>> Start Exercise material
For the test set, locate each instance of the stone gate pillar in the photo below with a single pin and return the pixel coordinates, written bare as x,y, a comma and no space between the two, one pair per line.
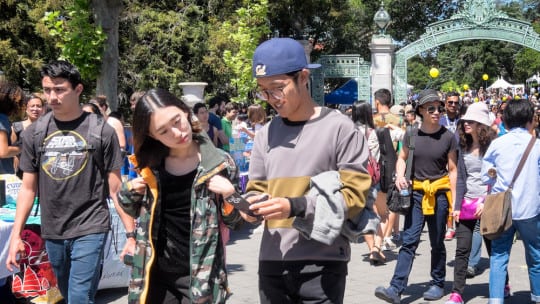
382,54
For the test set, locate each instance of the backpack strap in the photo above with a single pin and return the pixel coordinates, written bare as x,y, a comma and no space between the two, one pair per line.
411,133
40,131
94,142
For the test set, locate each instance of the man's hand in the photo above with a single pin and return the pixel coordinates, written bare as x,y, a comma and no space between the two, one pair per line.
16,247
272,209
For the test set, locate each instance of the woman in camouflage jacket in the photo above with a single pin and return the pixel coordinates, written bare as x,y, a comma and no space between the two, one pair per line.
177,247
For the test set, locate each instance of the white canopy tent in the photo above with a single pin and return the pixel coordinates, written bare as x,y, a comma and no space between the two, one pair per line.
500,83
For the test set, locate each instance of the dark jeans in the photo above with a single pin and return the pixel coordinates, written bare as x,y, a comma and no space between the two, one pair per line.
412,229
464,240
464,235
77,265
312,287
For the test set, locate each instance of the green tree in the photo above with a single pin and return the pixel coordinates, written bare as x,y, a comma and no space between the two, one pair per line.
245,34
79,39
24,46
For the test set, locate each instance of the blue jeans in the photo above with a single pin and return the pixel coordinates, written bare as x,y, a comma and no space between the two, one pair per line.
77,265
529,231
476,248
412,230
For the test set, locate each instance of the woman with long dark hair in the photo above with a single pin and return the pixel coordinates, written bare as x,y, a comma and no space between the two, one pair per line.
178,198
362,116
475,135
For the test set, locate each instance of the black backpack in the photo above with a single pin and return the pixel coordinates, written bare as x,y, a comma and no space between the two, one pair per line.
388,158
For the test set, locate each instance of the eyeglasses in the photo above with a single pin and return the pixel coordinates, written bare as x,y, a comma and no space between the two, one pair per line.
275,93
432,109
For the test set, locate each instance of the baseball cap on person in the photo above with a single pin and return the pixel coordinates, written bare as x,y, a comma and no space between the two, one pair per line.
426,96
478,112
279,56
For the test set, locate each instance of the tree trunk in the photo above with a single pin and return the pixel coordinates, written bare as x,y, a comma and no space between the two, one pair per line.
107,13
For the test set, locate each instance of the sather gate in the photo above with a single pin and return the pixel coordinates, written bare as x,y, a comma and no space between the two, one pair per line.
478,19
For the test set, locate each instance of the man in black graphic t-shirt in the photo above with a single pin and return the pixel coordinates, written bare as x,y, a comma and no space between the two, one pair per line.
73,186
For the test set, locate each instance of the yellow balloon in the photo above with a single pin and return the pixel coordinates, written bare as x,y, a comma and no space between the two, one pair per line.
434,73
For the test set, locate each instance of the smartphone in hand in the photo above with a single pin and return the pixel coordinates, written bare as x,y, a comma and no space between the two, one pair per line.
240,203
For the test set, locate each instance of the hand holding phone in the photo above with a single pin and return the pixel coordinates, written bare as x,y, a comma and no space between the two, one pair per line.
240,203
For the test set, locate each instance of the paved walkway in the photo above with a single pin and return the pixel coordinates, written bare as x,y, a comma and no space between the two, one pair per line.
242,254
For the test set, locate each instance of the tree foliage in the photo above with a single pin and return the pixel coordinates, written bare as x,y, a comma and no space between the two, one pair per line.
24,46
165,42
245,34
79,38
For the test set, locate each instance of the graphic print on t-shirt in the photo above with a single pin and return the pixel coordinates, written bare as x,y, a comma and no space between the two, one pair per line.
65,154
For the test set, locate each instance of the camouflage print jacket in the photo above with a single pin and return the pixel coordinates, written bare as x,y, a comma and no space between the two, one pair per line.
208,269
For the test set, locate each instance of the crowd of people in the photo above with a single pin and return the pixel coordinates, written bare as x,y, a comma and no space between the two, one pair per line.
309,183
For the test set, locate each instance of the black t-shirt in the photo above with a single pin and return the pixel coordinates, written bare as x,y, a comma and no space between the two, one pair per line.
175,226
430,159
73,197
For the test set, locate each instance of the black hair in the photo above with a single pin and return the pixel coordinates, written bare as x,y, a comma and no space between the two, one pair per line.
149,151
217,100
62,69
197,106
11,97
384,97
95,108
362,113
518,113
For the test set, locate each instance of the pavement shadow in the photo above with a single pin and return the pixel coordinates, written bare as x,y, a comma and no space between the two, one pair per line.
231,268
243,233
109,295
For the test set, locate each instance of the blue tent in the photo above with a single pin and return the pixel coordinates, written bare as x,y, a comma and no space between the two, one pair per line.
346,94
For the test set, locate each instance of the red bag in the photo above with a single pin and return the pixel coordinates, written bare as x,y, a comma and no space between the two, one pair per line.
373,166
36,282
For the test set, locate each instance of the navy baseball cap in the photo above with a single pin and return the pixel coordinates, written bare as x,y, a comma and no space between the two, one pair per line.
279,56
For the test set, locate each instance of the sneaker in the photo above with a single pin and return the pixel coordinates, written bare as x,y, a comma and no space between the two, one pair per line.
507,291
388,244
455,298
433,293
389,294
450,234
396,239
471,272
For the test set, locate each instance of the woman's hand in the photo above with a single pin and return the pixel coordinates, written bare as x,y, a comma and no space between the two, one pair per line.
272,209
479,210
455,214
16,251
137,185
401,182
221,185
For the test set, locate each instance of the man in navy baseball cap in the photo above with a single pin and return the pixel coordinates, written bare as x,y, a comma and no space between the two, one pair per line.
279,56
304,143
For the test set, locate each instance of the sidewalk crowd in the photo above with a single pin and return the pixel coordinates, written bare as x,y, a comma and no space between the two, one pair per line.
315,179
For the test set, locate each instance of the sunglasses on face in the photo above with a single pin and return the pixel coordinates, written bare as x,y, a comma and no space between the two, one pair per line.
432,109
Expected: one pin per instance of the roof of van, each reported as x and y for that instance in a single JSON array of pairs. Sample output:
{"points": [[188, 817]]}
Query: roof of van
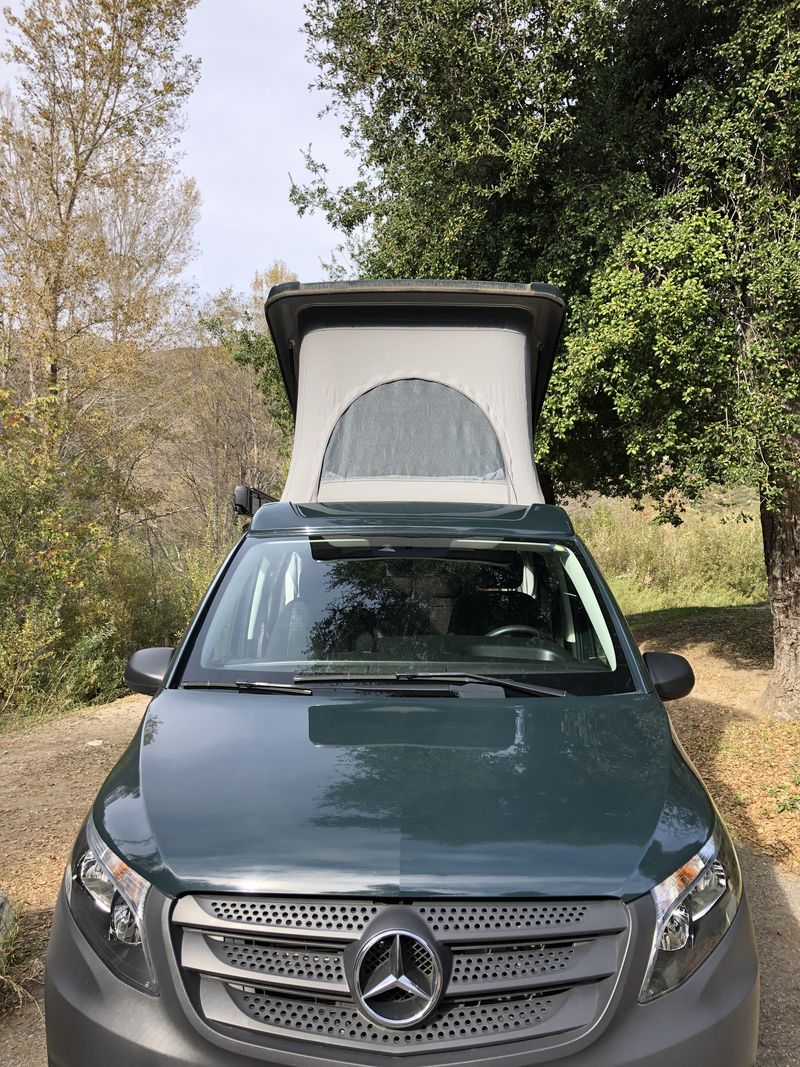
>> End Exercise material
Find every line in the listing above that contains the word "roof", matching case exactly, and copy each of those lines out in full.

• [Exercise response]:
Expected: one pin per instance of the roof of van, each reported as x and y for that instance in a single JSON array of pairs. Sample output:
Query: roof of van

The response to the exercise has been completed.